Short task ▸ Return every line from the rows below that contains the word "wooden".

* * * * * * * * *

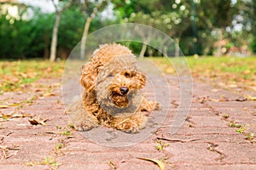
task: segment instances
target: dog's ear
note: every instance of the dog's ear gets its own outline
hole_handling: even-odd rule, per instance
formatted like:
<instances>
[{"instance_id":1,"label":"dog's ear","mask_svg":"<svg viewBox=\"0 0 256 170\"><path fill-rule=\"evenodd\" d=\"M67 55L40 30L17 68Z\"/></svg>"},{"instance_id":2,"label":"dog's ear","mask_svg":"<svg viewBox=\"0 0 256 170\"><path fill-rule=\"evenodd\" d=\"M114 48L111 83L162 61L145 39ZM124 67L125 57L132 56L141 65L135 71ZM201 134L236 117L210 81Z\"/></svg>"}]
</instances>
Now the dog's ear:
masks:
<instances>
[{"instance_id":1,"label":"dog's ear","mask_svg":"<svg viewBox=\"0 0 256 170\"><path fill-rule=\"evenodd\" d=\"M136 78L138 81L138 88L143 88L146 85L146 76L140 71L135 71L133 72L133 74L134 78Z\"/></svg>"},{"instance_id":2,"label":"dog's ear","mask_svg":"<svg viewBox=\"0 0 256 170\"><path fill-rule=\"evenodd\" d=\"M88 91L91 92L95 89L96 81L98 76L98 66L92 61L89 61L82 66L82 75L80 83Z\"/></svg>"}]
</instances>

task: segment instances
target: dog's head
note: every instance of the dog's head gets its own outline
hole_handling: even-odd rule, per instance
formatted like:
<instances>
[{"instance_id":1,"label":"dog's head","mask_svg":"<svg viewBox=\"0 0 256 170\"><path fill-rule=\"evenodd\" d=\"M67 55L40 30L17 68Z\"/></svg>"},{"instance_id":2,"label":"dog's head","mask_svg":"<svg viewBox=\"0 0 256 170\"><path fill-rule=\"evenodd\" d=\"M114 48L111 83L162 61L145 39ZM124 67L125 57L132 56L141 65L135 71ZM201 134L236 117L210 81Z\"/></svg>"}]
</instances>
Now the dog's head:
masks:
<instances>
[{"instance_id":1,"label":"dog's head","mask_svg":"<svg viewBox=\"0 0 256 170\"><path fill-rule=\"evenodd\" d=\"M99 71L96 98L100 105L125 108L134 104L132 100L145 83L146 76L136 67L134 55L115 57Z\"/></svg>"}]
</instances>

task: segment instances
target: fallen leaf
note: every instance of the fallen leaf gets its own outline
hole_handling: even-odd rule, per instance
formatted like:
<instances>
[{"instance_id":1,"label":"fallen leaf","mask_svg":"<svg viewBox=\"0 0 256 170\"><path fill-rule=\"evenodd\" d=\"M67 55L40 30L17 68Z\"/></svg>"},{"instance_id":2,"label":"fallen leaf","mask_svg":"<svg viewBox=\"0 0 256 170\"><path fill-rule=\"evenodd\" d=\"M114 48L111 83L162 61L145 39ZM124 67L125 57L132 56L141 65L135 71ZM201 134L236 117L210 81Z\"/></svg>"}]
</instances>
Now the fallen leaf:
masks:
<instances>
[{"instance_id":1,"label":"fallen leaf","mask_svg":"<svg viewBox=\"0 0 256 170\"><path fill-rule=\"evenodd\" d=\"M236 101L246 101L247 99L243 97L243 96L240 96L237 99L236 99Z\"/></svg>"},{"instance_id":2,"label":"fallen leaf","mask_svg":"<svg viewBox=\"0 0 256 170\"><path fill-rule=\"evenodd\" d=\"M254 97L254 96L247 96L247 99L248 100L253 100L253 101L256 100L256 97Z\"/></svg>"},{"instance_id":3,"label":"fallen leaf","mask_svg":"<svg viewBox=\"0 0 256 170\"><path fill-rule=\"evenodd\" d=\"M55 94L55 93L47 93L47 94L44 94L44 96L55 96L55 95L58 95L57 94Z\"/></svg>"},{"instance_id":4,"label":"fallen leaf","mask_svg":"<svg viewBox=\"0 0 256 170\"><path fill-rule=\"evenodd\" d=\"M14 104L9 105L9 106L17 106L17 105L20 105L20 103L14 103Z\"/></svg>"},{"instance_id":5,"label":"fallen leaf","mask_svg":"<svg viewBox=\"0 0 256 170\"><path fill-rule=\"evenodd\" d=\"M22 110L15 110L11 111L8 114L3 114L0 112L0 117L2 116L3 119L11 119L11 118L19 118L19 117L27 117L32 116L29 113L25 113Z\"/></svg>"},{"instance_id":6,"label":"fallen leaf","mask_svg":"<svg viewBox=\"0 0 256 170\"><path fill-rule=\"evenodd\" d=\"M1 109L6 109L6 108L9 108L9 105L0 105Z\"/></svg>"},{"instance_id":7,"label":"fallen leaf","mask_svg":"<svg viewBox=\"0 0 256 170\"><path fill-rule=\"evenodd\" d=\"M43 126L46 126L45 122L48 119L44 119L42 117L32 117L32 118L29 118L28 122L32 124L32 125L43 125Z\"/></svg>"},{"instance_id":8,"label":"fallen leaf","mask_svg":"<svg viewBox=\"0 0 256 170\"><path fill-rule=\"evenodd\" d=\"M160 170L166 169L166 164L161 161L155 160L155 159L150 159L150 158L144 158L144 157L137 157L137 159L152 162L157 164Z\"/></svg>"}]
</instances>

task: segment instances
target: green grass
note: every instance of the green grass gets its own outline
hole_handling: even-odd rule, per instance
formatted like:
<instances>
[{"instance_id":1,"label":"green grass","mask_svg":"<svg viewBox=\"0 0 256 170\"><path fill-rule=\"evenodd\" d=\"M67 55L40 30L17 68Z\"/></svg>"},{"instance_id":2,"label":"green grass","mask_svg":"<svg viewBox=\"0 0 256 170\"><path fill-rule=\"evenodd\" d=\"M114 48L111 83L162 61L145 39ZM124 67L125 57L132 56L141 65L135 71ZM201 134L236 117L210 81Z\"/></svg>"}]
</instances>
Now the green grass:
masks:
<instances>
[{"instance_id":1,"label":"green grass","mask_svg":"<svg viewBox=\"0 0 256 170\"><path fill-rule=\"evenodd\" d=\"M61 77L64 62L48 60L0 61L0 94L22 91L41 78Z\"/></svg>"},{"instance_id":2,"label":"green grass","mask_svg":"<svg viewBox=\"0 0 256 170\"><path fill-rule=\"evenodd\" d=\"M170 61L163 57L148 58L163 71L175 74ZM179 58L170 58L178 65ZM222 86L237 86L243 88L256 87L256 56L237 57L186 57L194 78L210 80ZM26 90L27 86L38 79L60 78L64 61L52 63L48 60L0 61L0 94L8 91Z\"/></svg>"},{"instance_id":3,"label":"green grass","mask_svg":"<svg viewBox=\"0 0 256 170\"><path fill-rule=\"evenodd\" d=\"M165 58L150 58L162 71L175 73L175 70ZM170 58L176 62L177 58ZM256 56L238 57L186 57L194 78L211 80L223 88L238 87L253 89L256 87Z\"/></svg>"}]
</instances>

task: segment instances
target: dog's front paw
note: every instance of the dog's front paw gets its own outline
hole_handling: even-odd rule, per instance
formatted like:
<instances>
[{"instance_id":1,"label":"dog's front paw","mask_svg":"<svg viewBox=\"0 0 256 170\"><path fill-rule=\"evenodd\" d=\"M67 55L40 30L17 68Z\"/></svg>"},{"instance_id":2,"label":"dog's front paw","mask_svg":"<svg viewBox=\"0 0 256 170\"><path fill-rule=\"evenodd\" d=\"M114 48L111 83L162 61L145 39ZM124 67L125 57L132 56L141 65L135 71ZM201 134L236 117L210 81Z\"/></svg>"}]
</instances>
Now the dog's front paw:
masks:
<instances>
[{"instance_id":1,"label":"dog's front paw","mask_svg":"<svg viewBox=\"0 0 256 170\"><path fill-rule=\"evenodd\" d=\"M128 118L116 119L114 128L125 133L136 133L146 126L147 117L143 114L134 115Z\"/></svg>"}]
</instances>

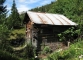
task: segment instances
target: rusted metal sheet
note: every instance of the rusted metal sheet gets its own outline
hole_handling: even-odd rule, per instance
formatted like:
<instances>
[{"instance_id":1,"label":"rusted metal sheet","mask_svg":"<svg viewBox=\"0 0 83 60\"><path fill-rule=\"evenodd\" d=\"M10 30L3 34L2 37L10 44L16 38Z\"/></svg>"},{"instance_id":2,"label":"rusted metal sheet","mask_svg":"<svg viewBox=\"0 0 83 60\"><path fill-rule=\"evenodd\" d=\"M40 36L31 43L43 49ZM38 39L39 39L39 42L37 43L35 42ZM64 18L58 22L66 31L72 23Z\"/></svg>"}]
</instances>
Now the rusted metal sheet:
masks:
<instances>
[{"instance_id":1,"label":"rusted metal sheet","mask_svg":"<svg viewBox=\"0 0 83 60\"><path fill-rule=\"evenodd\" d=\"M36 24L50 24L50 25L77 25L61 14L27 12L30 20Z\"/></svg>"}]
</instances>

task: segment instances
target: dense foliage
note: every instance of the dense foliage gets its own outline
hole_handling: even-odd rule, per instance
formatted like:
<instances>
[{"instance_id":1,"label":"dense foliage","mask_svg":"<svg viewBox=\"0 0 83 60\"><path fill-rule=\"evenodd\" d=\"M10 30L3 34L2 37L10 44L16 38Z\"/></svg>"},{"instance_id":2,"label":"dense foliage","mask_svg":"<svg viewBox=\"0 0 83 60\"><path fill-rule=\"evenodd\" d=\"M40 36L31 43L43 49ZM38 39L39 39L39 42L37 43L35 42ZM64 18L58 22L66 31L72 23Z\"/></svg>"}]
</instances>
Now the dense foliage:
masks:
<instances>
[{"instance_id":1,"label":"dense foliage","mask_svg":"<svg viewBox=\"0 0 83 60\"><path fill-rule=\"evenodd\" d=\"M11 14L8 17L8 23L9 28L19 28L21 26L21 19L16 8L15 0L13 0Z\"/></svg>"}]
</instances>

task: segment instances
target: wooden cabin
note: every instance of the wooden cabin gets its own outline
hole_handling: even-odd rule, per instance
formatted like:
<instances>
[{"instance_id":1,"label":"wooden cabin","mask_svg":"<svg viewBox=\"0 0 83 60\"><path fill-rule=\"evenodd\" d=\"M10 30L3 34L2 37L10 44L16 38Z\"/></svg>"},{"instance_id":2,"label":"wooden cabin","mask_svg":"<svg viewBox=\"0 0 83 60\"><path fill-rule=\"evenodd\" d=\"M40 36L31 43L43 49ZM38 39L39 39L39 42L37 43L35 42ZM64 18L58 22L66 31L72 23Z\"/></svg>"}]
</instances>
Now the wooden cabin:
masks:
<instances>
[{"instance_id":1,"label":"wooden cabin","mask_svg":"<svg viewBox=\"0 0 83 60\"><path fill-rule=\"evenodd\" d=\"M40 13L28 11L25 14L26 38L38 50L42 46L56 49L58 42L57 34L77 24L61 14ZM58 43L56 43L58 42Z\"/></svg>"}]
</instances>

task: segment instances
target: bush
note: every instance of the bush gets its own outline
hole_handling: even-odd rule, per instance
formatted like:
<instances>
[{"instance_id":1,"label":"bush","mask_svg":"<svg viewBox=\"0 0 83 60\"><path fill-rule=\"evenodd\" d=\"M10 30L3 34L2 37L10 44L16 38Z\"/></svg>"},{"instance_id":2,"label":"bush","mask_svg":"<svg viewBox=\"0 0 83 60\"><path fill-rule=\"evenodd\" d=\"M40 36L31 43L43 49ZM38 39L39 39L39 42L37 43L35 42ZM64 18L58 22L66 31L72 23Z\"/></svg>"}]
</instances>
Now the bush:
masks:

* * * * * * * * *

Exercise answer ▸
target: wooden cabin
note: every instance of the wooden cabin gets its own outline
[{"instance_id":1,"label":"wooden cabin","mask_svg":"<svg viewBox=\"0 0 83 60\"><path fill-rule=\"evenodd\" d=\"M10 30L3 34L2 37L10 44L16 38Z\"/></svg>"},{"instance_id":2,"label":"wooden cabin","mask_svg":"<svg viewBox=\"0 0 83 60\"><path fill-rule=\"evenodd\" d=\"M40 36L31 43L43 49ZM38 39L39 39L39 42L37 43L35 42ZM64 18L58 22L66 31L72 23Z\"/></svg>"}]
Now the wooden cabin:
[{"instance_id":1,"label":"wooden cabin","mask_svg":"<svg viewBox=\"0 0 83 60\"><path fill-rule=\"evenodd\" d=\"M40 13L28 11L25 14L26 38L38 50L42 46L56 49L58 42L57 34L77 24L61 14ZM58 43L56 43L58 42Z\"/></svg>"}]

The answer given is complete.